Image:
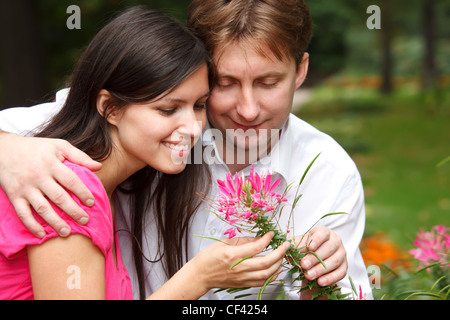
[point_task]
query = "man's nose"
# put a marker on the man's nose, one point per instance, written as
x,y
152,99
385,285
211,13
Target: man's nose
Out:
x,y
248,106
※ ※ ※
**WORK TO COMPLETE**
Check the listing for the word "nose". Show each line that has it.

**YOUR RESPONSE**
query = "man's nose"
# put a marker on the man's nose, one point per instance, written as
Target: man's nose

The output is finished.